EXERCISES TO COMPLETE
1. Using the route matching article, answer these:
(a) What was the old route matching algorithm based on?
(b) Which two browsers did the old sorting logic behave differently in?
(c) In the simplified complexity of the new approach, what does M stand for?
2. Carry on the article about route matching in TanStack Router from the point where it stops.

SUPPLIED TEXT

How we accidentally made route matching more performant by aiming for correctness

by Florian Pellet on Nov 18, 2025. Big performance number

We achieved a 20,000× performance improvement in route matching in TanStack Router. Let's be honest, this is definitely cherry-picked, but the number is real and comes from a real production application. More importantly, it shows that matching a pathname to a route is no longer bottlenecked by the number of routes in your application.

The Real Problem: correctness, not speed

One big responsibility of a router is to match a given URL pathname (e.g., /users/123) to a route definition (e.g., /users/$userId). This is deceptively complex when you consider all the different types of route segments (static, dynamic, optional, wildcard) and the priority rules that govern which route should match first.

Our previous route matching algorithm was based on a sorted flat list of all routes, iterating through each to find a match. As we added more features like optional segments and wildcards, the algorithm became increasingly complex and slow, and we started receiving reports of incorrect matches. Our sorting did not adhere to a strict weak ordering, the sorting logic was not well-defined and even behaved differently between Chrome and Firefox.

We opted for a complete rewrite.

A Segment Trie

We now parse the route tree into a segment trie, and matching is done by traversing this trie. This makes it much simpler to implement exact matching rules while ensuring high performance.

A trie (wikipedia) is a tree structure where each node corresponds to the common string prefix shared by all of the node's children. The concept maps very well to a representation of the routes in an app, where each node is a URL pathname segment.

Given a single route /users/$id, our segment trie would look like this:

root
└── users
    └── $id => match /users/$id

root
└── users
    └── $id => match /users/$id

Adding more routes gives a more complete picture:

/users/$id
/users/$id/posts
/users/profile
/posts/$slug

/users/$id
/users/$id/posts
/users/profile
/posts/$slug

This yields the following tree:

root
├── users
│   ├── $id       => match /users/$id
│   │   └── posts => match /users/$id/posts
│   └── profile   => match /users/profile
└── posts
    └── $slug     => match /posts/$slug

root
├── users
│   ├── $id       => match /users/$id
│   │   └── posts => match /users/$id/posts
│   └── profile   => match /users/profile
└── posts
    └── $slug     => match /posts/$slug

To match /users/123, we:

Start at root, look for "users" → found
Move to users node, look for "123" → matches $id pattern
Check if this node has a route → yes, return /users/$id

Algorithmic Complexity

The reason we can get such a massive performance boost is because we changed which variable drives the complexity of the algorithm. The bigger the route tree, the bigger the performance gain.

Old approach: O(N) where N is the number of routes in the tree.
New approach: O(M) where M is the number of segments in the pathname.

(This is simplified, in practice it's more like O(N * M) vs. O(M * log(N)) in the average case, but the point is that we changed which variable dominates the complexity.)

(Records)
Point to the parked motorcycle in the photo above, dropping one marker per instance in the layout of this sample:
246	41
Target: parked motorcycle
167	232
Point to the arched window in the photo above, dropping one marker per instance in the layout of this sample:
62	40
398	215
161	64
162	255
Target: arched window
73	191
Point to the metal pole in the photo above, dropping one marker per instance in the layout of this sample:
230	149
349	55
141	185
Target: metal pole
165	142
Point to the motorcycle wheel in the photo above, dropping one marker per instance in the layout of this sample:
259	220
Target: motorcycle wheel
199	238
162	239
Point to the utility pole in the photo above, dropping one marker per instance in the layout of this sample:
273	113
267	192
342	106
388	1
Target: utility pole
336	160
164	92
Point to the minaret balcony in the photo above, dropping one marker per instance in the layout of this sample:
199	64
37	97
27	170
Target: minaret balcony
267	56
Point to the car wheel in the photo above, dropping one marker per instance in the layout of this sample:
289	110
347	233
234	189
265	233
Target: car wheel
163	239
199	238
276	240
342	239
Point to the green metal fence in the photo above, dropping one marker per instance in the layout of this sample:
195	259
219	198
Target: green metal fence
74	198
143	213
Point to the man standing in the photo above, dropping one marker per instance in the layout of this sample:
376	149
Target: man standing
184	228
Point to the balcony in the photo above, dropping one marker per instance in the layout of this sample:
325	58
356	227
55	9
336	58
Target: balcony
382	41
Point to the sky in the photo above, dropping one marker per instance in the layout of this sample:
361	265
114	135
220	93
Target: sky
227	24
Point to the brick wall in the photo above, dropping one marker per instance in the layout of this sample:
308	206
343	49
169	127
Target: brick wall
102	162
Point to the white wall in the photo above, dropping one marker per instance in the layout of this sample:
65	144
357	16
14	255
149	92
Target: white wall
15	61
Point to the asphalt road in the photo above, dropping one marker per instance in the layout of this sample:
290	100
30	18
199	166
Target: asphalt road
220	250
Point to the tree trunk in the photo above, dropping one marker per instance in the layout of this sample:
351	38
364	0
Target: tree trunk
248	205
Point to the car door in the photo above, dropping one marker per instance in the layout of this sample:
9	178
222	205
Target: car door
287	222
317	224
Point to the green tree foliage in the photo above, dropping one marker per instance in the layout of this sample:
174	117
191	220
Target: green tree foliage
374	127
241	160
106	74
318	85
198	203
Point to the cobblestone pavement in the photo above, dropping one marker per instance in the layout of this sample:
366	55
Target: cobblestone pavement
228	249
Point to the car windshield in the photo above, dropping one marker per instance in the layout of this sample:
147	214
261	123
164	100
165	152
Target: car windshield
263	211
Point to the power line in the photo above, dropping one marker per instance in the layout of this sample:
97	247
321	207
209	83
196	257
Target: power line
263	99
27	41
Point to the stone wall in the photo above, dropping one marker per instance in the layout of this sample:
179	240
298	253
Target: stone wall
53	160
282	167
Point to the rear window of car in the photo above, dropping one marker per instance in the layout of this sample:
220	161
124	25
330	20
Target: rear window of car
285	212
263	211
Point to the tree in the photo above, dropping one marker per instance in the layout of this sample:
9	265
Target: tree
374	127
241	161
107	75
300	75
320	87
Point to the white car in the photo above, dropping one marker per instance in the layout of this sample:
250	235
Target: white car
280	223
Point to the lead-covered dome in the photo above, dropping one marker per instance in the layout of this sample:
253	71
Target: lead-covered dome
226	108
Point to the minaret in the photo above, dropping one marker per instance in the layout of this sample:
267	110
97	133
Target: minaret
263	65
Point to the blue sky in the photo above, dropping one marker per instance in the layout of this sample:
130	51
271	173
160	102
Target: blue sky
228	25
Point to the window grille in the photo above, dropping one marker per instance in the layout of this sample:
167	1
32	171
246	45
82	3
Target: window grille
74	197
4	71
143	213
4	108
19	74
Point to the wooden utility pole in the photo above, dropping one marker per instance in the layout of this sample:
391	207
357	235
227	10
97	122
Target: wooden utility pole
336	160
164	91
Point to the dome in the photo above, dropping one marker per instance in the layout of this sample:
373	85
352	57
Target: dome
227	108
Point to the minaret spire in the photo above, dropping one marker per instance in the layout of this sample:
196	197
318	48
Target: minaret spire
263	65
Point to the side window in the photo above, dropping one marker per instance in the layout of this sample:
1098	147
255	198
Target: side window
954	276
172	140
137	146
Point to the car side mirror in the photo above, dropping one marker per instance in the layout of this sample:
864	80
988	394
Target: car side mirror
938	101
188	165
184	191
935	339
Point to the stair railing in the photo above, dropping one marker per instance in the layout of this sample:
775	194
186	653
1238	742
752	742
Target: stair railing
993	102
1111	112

ANSWERS TO THE EXERCISES
1.
(a) A sorted flat list of all routes, iterated through to find a match.
(b) Chrome and Firefox.
(c) The number of segments in the pathname.

2.
Using this new tree structure, each check eliminates a large number of possible routes, allowing us to quickly zero in on the correct match.

For example, imagine we have a route tree with 450 routes (fairly large app) and the tree can only eliminate 50% of routes at each segment check (this is unusually low, it's often much higher). With this bad setup, we have found a match in 9 checks (2**9 > 450). By contrast, the old approach could have found the match on the first check, but in the worst case it would have had to check all 450 routes, which yields an average of 225 checks. Even in this simplified case, we are looking at a 25× performance improvement.

This is what makes tree structures so powerful.

In practice, we have observed:

Small apps (10 routes): 60× faster
Big apps (450 routes): 10,000× faster

These are lower than 20,000×, but they are still insane numbers.

Fun Implementation Details

Beyond choosing the right data structures, working on performance is usually about avoiding death by a thousand cuts: avoiding memory allocations, skipping work, … Here are some of the fun implementation details that helped us get to these numbers.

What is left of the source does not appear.